**Source extract**

* Begin *

I have spent a restless night thinking about Copepod and her untimely passing, I had never met her, don’t even know her name or her age but what I do know is she lived her life to the full and never seemed to let this condition we all share get her down or stop her in doing what she wanted. It has really brought home to me how we should all live every day as it comes, don’t sweat the small stuff, do that thing you have always wanted to do but were too scared, nervous, worried. That would be the best tribute we could all give to Copepod and her family.


----------



## Donald (Jan 10, 2018)

This is really terrible news never met her but she was active and full of life rip Copepod .


----------



## Lisa66 (Jan 10, 2018)

@eggyg you have summed up perfectly how I, and I'm sure everyone else have been feeling and thinking. Thank you for finding the right words.


----------



## Grannylorraine (Jan 10, 2018)

I am so shocked and sad to hear this news.  RIP Copepod.


----------



## Stefan Diabetes UK (Jan 10, 2018)

Really sad to hear this, awful. My thoughts are with her family and friends, and as so many have said she'll be greatly missed here.


----------



## Ingressus (Jan 10, 2018)

Wow sorry to hear this all my best to the family i got good advice from Copepod what a shock


----------



## Ralph-YK (Jan 10, 2018)

* End *

**Raw data**

* Begin *

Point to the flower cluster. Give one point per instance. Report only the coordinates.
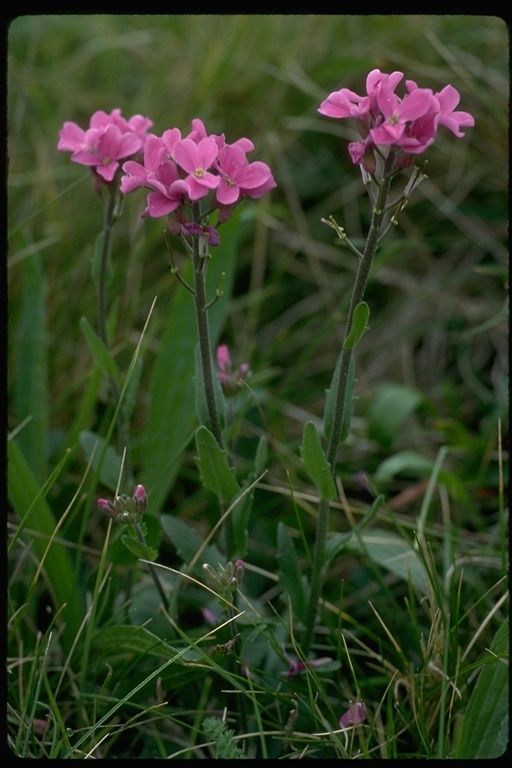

* End *

**Task**
Write the next part of the forum thread of condolences for Copepod, starting where it stops.

**Output for this task**
eggyg said:


> It has really brought home to me how we should all live every day as it comes, don’t sweat the small stuff, do that thing you have always wanted to do but were too scared, nervous, worried.


Yes.


----------



## novorapidboi26 (Jan 10, 2018)

This is truly sad news.....another forum star gone to soon..........


----------



## Flower (Jan 10, 2018)

Devastating news. I am so shocked and saddened. 
My thoughts are with her family and friends.


----------



## muddlethru (Jan 10, 2018)

So very sad to hear the news. RIP


----------



## Jonathan_15Jan1969 (Jan 10, 2018)

Very sad and sorry about this news from someone very active and supportive to everyone who posts.
I often visit the forum and do not post often or take part as much but I do read a lot and her contributions
are always pleasant ones and interesting to read.

Not sure if it's appropriate but I came across this poem and thought I'd include it. 

*Unexpected (copyright Josh Whipple)*

Every day, every where,
Lives are lost it’s never fair.
You don’t know the numbers,
Most haven’t felt the pain,
Death is no doubt the all time mental strain.
Whether it’s a dog, cat, family member, or friend,
Most don’t know for sure when their life will end.
Elementary school were the hardest years,
I ended 5th grade with 5 times the tears.
Death shouldn’t be joyful, it shouldn’t be funny,
When a friend dies, my day is anything but sunny.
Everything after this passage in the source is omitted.